━━━ Records ━━━

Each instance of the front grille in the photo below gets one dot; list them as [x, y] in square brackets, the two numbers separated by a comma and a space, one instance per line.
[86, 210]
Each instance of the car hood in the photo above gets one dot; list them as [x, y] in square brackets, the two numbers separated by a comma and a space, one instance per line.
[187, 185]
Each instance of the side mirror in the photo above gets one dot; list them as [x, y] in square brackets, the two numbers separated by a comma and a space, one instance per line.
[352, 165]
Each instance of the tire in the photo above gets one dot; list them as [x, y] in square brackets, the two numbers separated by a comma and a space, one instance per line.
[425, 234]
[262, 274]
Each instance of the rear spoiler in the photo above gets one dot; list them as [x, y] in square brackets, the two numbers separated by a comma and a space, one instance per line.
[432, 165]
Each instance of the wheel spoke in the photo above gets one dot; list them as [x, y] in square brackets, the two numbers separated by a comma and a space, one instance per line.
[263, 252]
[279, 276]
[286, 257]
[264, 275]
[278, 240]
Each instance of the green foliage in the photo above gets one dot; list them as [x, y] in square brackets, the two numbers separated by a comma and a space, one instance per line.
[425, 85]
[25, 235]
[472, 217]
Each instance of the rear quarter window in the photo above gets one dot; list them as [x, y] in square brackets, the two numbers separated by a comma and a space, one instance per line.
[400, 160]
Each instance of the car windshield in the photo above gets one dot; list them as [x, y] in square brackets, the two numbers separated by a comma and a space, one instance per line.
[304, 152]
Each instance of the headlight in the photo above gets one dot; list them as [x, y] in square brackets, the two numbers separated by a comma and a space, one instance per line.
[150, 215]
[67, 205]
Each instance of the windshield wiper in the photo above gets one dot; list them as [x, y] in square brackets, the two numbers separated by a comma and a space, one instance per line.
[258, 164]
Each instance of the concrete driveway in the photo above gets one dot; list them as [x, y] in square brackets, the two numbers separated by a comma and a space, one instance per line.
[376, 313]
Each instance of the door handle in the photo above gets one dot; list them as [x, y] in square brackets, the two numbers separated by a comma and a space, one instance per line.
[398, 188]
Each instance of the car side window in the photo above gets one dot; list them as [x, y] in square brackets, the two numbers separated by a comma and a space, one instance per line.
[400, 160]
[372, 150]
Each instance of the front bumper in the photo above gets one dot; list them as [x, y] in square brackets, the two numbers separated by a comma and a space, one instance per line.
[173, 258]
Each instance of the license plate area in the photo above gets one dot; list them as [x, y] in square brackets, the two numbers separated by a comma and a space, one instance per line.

━━━
━━━ Records ━━━

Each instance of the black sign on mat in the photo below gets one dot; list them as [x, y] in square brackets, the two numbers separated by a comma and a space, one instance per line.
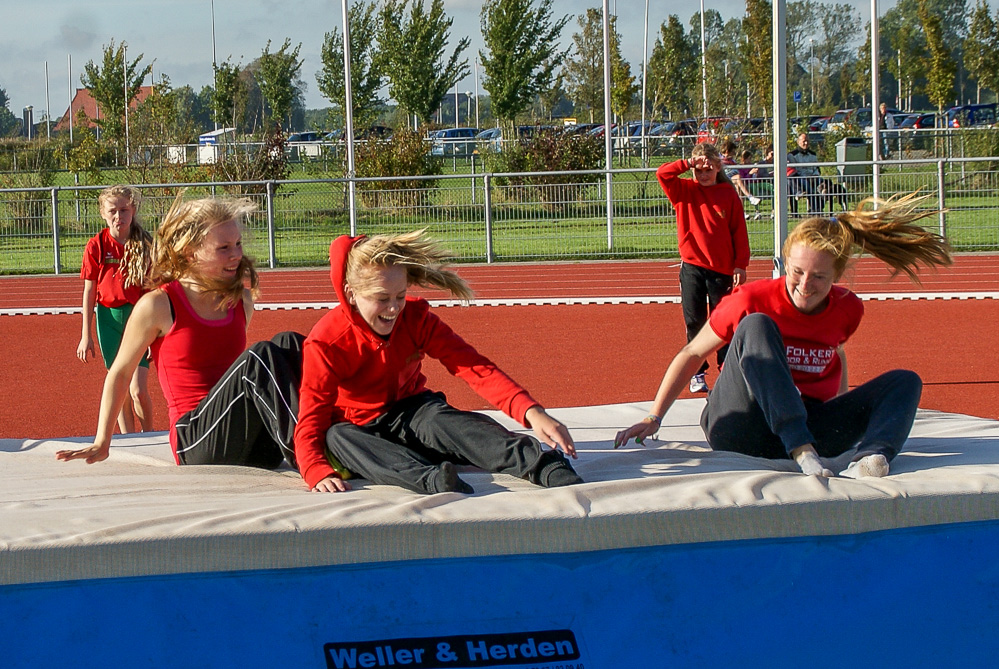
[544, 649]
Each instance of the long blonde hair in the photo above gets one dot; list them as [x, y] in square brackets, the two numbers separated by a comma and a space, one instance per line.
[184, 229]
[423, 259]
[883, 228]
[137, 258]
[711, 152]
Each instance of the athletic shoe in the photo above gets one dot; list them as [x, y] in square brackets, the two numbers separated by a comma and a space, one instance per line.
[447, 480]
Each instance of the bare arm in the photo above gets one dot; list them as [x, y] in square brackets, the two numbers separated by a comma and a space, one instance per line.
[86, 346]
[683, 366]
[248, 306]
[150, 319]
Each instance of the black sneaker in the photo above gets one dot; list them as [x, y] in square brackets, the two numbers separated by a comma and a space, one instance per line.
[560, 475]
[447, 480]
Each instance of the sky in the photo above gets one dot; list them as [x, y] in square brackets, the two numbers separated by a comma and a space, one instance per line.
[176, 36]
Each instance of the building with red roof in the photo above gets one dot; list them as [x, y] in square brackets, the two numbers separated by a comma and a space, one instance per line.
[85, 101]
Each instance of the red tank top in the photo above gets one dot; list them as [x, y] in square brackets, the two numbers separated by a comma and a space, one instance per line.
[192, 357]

━━━
━━━ Records ━━━

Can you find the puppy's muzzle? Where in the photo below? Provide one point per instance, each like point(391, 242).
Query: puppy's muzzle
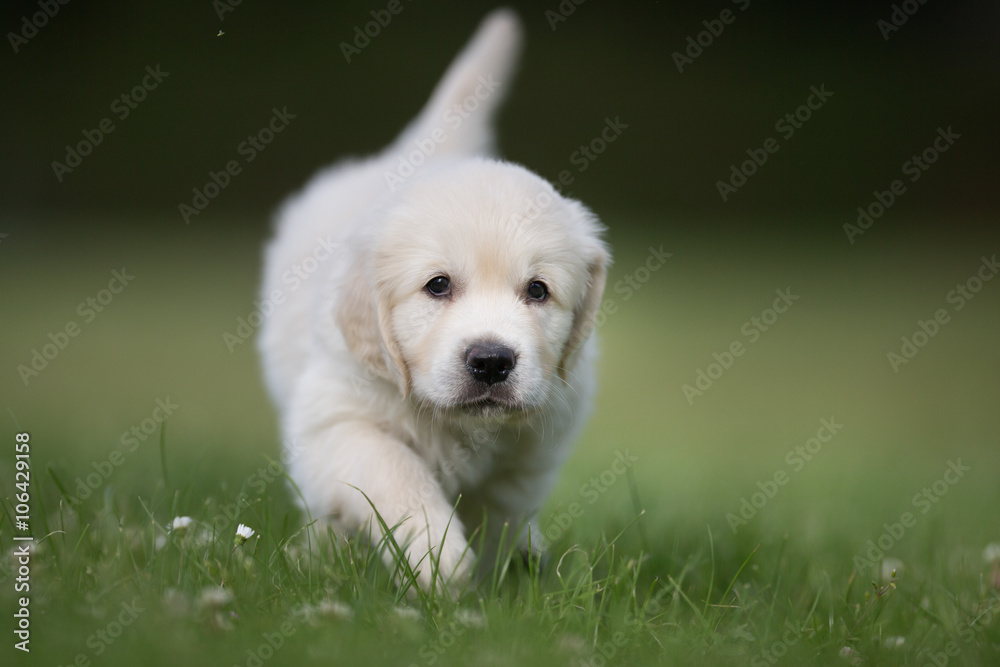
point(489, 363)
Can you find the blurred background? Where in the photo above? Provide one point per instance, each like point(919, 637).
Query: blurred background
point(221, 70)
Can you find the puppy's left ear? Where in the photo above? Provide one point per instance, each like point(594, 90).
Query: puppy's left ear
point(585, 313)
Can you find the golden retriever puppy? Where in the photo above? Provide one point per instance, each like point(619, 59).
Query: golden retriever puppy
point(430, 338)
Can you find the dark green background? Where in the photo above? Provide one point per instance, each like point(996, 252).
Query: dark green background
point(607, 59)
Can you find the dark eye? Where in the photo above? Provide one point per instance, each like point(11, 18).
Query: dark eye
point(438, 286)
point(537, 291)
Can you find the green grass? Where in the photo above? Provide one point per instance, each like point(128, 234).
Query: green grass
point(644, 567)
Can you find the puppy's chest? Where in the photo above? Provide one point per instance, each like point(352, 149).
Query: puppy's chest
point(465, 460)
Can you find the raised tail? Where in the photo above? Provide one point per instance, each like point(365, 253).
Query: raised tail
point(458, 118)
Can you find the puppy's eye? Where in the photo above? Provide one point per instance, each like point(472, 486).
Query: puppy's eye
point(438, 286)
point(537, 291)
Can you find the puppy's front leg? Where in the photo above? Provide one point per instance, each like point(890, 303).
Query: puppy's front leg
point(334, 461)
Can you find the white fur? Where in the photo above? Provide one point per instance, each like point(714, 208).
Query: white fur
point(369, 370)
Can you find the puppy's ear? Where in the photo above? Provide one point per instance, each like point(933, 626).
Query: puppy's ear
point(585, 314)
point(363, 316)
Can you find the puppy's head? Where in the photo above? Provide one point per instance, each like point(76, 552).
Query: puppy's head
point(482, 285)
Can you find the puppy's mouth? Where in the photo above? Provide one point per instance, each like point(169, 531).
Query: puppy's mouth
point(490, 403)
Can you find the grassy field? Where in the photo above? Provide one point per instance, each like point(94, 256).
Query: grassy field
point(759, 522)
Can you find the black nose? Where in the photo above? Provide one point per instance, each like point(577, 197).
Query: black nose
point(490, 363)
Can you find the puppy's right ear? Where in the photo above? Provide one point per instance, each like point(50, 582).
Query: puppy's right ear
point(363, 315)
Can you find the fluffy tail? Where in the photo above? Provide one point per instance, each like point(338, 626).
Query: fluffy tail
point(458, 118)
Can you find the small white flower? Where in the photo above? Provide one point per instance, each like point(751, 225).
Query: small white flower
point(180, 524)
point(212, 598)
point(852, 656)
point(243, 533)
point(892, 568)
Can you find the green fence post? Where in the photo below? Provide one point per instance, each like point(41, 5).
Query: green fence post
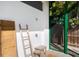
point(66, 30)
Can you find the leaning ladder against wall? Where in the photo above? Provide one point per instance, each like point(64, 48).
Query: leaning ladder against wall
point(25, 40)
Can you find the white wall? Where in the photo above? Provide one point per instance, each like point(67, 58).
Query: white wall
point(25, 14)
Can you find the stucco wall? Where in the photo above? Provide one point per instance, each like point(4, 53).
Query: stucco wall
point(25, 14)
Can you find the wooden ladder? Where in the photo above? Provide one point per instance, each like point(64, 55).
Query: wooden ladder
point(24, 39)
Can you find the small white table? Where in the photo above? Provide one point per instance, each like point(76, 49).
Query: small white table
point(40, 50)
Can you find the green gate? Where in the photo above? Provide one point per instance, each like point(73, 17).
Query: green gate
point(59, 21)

━━━

• _Your task_: Begin with the line that has "Query: puppy's right ear" in the listing above and end after the line that has "Can you find the small white flower?"; output those lines exactly.

• _Answer to the exercise_:
Query: puppy's right ear
point(363, 315)
Can you find the fluffy tail? Where in the photo above? Provide one point per instance, each like point(338, 626).
Query: fluffy tail
point(458, 118)
Can you find the small white flower? Where in the photo above? Provide one point per instance, each like point(751, 225).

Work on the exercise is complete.